Alixe Ndolénodji Naïmbaye, secrétaire d’État aux Finances et au Budget était la cheffe de mission du Comité d’organisation du dialogue national inclusif (CODNI) pour la zone Amériques et Europe. Elle fait le bilan de sa mission dans cette interview.

Pourquoi avez-vous choisi Paris pour cette rencontre ?

Paris représente l’épicentre de la représentation du Tchad en Europe, c’est là où nous avons le plus de ressortissants de la diaspora. La France reste aussi le pays qui compte le plus de générations de Tchadiens. À Paris, il est également plus facile de mobiliser autant la diaspora de France que celle des autres pays d’Europe et en même temps, permettre à nos ambassadeurs, de désigner et envoyer leurs délégués.

Êtes-vous satisfaite de la rencontre ?

Je suis très satisfaite de la qualité de la rencontre et de l’ambiance entre les participants. Ils sont dans une logique très constructive. Lorsqu’on dit que la diaspora ne contribue pas, cette fois-ci la diaspora tchadienne montre une autre des facettes de sa contribution. Réunir la diaspora d’Europe autour d’une table de concertation pour réfléchir au devenir du pays donc apporter sa pierre à l’édifice, est une expérience unique que beaucoup découvrent. Et c’est un plaisir de voir que la jeunesse prend part à ces concertations avec beaucoup de responsabilité. C’est le Tchad de cette jeunesse que nous sommes en train de bâtir avec vraiment le grand espoir d’en faire un pays unifié, fort et prospère.

Enregistrements d'annotation de position

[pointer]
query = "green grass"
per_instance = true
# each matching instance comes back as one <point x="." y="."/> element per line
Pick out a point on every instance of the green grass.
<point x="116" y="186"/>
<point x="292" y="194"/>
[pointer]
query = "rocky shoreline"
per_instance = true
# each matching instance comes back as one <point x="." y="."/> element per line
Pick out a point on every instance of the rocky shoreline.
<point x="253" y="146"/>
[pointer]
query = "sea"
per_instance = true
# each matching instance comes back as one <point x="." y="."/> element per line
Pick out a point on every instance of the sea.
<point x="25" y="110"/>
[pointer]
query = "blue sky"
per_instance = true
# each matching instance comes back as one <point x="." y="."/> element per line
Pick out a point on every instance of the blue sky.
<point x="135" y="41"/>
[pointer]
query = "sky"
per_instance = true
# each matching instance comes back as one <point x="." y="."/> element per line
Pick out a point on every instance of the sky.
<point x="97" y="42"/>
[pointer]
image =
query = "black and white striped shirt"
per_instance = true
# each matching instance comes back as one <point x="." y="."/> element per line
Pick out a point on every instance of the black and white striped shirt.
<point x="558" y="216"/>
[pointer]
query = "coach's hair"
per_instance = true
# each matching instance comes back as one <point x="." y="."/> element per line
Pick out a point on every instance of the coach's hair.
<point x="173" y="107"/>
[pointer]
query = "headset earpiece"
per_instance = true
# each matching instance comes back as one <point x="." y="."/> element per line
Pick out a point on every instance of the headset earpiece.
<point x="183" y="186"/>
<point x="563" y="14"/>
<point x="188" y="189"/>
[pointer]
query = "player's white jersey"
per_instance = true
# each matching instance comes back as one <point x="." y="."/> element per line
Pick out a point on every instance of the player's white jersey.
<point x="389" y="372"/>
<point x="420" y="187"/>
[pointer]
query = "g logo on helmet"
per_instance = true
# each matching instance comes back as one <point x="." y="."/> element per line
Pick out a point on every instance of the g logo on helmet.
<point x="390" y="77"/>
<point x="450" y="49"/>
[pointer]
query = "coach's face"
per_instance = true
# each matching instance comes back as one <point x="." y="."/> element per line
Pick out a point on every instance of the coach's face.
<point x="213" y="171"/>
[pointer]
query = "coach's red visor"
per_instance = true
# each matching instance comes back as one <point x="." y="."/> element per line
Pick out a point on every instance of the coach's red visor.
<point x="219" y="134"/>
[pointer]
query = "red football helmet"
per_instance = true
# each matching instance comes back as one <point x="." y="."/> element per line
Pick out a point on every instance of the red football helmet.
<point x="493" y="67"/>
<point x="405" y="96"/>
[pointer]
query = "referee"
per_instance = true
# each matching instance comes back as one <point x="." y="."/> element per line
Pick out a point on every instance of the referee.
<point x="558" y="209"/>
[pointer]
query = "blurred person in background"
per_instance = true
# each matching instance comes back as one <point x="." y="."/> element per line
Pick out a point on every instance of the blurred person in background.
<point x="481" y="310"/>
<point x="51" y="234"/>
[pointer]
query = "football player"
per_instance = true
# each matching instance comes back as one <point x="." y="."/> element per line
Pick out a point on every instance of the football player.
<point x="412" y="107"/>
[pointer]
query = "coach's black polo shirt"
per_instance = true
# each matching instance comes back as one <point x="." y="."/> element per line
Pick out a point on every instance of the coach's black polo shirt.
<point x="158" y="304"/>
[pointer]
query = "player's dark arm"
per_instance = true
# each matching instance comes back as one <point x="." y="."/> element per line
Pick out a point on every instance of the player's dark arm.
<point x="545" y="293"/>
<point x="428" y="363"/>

= ÉNONCÉ 1 =
Répondez aux questions suivantes d'après l'entretien.
(a) Quelle fonction gouvernementale occupe Alixe Ndolénodji Naïmbaye ?
(b) Quel pays compte le plus de générations de Tchadiens ?
(c) Quels trois qualificatifs décrivent le pays que l'on espère bâtir ?
= ÉNONCÉ 2 =
Sélectionnez toutes les lignes des données qui contiennent le mot « helmet » et recopiez-les.

= RÉPONSE CORRECTE 1 =
(a) Secrétaire d'État aux Finances et au Budget.
(b) La France.
(c) Unifié, fort et prospère.

= RÉPONSE CORRECTE 2 =
query = "g logo on helmet"
Pick out a point on every instance of the g logo on helmet.
query = "red football helmet"
Pick out a point on every instance of the red football helmet.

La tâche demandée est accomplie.